**Directions**
#1 Decide whether each statement agrees with the signaling text below, answering yes or no and quoting the exact words that settle it. (a) Higher layer signaling may include a medium access control control element. (b) Downlink control information is listed as a form of higher layer signaling. (c) The definition of the terms should be based on the entire description.
#2 Write the next part of the signaling text, picking up after its final list line.

**Given text**

In addition, in the description of the present disclosure, if it is determined that a detailed description of a related function or configuration may unnecessarily obscure the subject matter of the present disclosure, the detailed description thereof will be omitted. In addition, the terms to be described later are terms defined considering functions in the present disclosure, which may vary according to intentions or customs of users and operators. Therefore, the definition should be made based on the entire description herein.

Hereinafter, higher layer signaling may be signaling corresponding to at least one or a combination of one or more of the following signaling.

- Master information block (MIB)
- System information block (SIB) or SIB X (X=1, 2, . . . )
- Radio resource control (RRC)
- Medium access control (MAC) control element (CE)

In addition, L1 signaling may be signaling corresponding to at least one or a combination of one or more of signaling methods using the following physical layer channel or signaling.

- Physical downlink control channel (PDCCH)
- Downlink control information (DCI)
- UE-specific DCI
- Group common DCI
- Common DCI
- Scheduling DCI (for example, DCI used for scheduling downlink or uplink data)

[Stored entries]
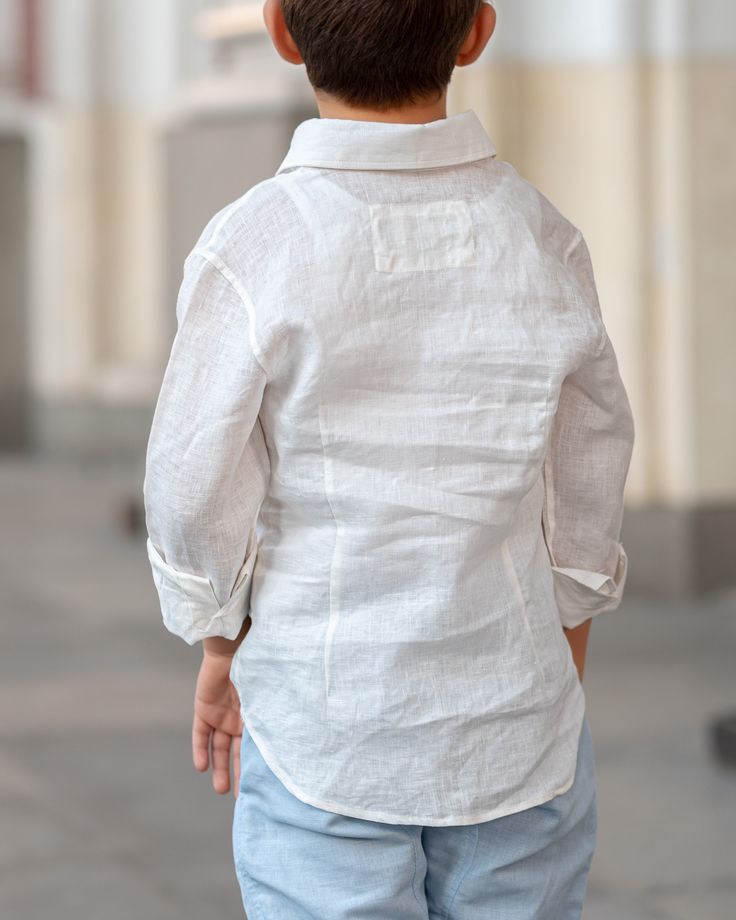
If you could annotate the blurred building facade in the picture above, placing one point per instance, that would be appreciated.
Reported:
(148, 117)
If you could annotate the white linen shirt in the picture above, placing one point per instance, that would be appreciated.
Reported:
(392, 430)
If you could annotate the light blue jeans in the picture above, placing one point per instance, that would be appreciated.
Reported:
(297, 862)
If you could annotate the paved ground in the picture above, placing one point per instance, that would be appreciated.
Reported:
(104, 818)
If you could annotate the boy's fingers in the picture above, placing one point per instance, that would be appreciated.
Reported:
(221, 760)
(200, 743)
(236, 765)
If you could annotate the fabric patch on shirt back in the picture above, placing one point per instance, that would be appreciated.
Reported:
(422, 237)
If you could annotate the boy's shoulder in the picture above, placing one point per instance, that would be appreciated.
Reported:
(554, 231)
(242, 227)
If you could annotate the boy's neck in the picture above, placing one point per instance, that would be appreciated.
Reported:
(329, 107)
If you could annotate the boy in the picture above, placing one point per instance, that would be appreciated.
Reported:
(389, 453)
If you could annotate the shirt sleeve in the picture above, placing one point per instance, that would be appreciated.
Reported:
(207, 467)
(584, 475)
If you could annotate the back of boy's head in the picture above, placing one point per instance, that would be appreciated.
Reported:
(379, 54)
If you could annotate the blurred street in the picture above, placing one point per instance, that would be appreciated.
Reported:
(105, 818)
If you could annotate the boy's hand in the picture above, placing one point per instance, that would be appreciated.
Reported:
(217, 728)
(578, 640)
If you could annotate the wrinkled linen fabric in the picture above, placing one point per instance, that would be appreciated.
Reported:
(393, 432)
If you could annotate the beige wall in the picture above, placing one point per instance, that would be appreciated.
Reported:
(639, 153)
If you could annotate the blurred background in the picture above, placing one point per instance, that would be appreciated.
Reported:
(124, 126)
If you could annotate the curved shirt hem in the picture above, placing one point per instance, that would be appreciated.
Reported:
(386, 818)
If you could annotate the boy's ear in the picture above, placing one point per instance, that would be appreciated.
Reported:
(478, 36)
(273, 17)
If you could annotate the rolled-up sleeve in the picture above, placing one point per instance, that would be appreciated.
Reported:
(584, 473)
(207, 466)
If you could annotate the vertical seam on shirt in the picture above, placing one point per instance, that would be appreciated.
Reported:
(334, 580)
(524, 607)
(214, 259)
(549, 502)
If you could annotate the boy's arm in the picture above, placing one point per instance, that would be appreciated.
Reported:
(584, 475)
(207, 466)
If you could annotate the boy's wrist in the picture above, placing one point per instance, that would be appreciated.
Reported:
(220, 647)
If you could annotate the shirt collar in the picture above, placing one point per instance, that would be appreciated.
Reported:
(344, 143)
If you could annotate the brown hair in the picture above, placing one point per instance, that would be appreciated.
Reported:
(379, 54)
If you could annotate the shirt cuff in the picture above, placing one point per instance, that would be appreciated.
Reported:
(581, 594)
(189, 606)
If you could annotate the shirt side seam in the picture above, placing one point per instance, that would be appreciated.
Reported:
(214, 259)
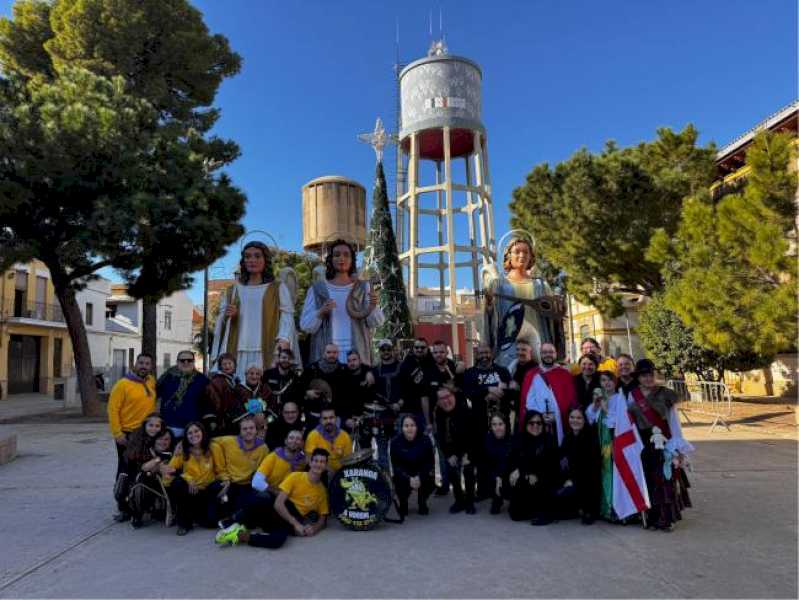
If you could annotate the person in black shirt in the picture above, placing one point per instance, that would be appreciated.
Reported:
(387, 377)
(580, 462)
(627, 378)
(331, 372)
(414, 388)
(494, 467)
(413, 464)
(358, 389)
(455, 438)
(587, 380)
(534, 472)
(485, 385)
(282, 382)
(289, 420)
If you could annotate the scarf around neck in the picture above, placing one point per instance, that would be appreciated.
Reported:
(131, 376)
(330, 438)
(296, 463)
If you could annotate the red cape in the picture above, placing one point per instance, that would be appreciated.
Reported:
(562, 385)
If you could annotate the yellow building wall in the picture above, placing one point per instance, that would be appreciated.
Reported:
(48, 333)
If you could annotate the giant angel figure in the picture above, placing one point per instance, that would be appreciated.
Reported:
(340, 308)
(519, 305)
(256, 314)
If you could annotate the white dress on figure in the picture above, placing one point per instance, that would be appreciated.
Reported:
(340, 320)
(250, 299)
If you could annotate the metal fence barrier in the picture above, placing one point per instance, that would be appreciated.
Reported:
(710, 398)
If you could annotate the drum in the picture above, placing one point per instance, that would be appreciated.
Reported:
(360, 492)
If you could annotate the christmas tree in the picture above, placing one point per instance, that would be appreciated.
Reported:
(382, 254)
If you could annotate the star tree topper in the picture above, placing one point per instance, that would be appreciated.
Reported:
(378, 139)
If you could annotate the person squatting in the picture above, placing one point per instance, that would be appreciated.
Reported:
(251, 449)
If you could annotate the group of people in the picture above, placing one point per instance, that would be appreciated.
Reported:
(253, 446)
(259, 453)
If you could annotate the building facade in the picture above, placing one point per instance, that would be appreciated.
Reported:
(35, 350)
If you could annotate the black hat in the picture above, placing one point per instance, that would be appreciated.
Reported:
(644, 366)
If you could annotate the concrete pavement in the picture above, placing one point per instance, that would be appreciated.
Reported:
(739, 540)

**The results**
#1
(a) Yes: "Medium access control (MAC) control element (CE)"
(b) No: "L1 signaling may be signaling corresponding to at least one or a combination of one or more of signaling methods using the following physical layer channel or signaling"
(c) Yes: "Therefore, the definition should be made based on the entire description herein."

#2
- Non-scheduling DCI (for example, DCI not for the purpose of scheduling downlink or uplink data)
- Physical uplink control channel (PUCCH)
- Uplink control information (UCI)

In the present disclosure, determining a priority between A and B refers to selecting one having a higher priority according to a predetermined priority rule to perform an operation corresponding thereto or omitting (or dropping) an operation for the other one having a lower priority.

In the following description, the above-examples will be described through a plurality of embodiments, but the examples are not independent and one or more embodiments can be applied at the same time or in combination.

First Embodiment: Downlink Data Channel Repetitive Transmission Method Considering Single or Multiple TRPs According to Higher Layer Signaling Configuration Conditions

As one embodiment of the present disclosure, a downlink data channel repetitive transmission method considering single or multiple TRPs based on a single DCI is described. According to combinations 4 and 9 in Table 31 described above, TDM scheme B support considering single or multiple TRPs based on a single DCI may be possible. In this case, TDM scheme B may be an inter-slot TDM scheme as described above. Higher layer signaling related to time domain resource allocation may be considered as follows.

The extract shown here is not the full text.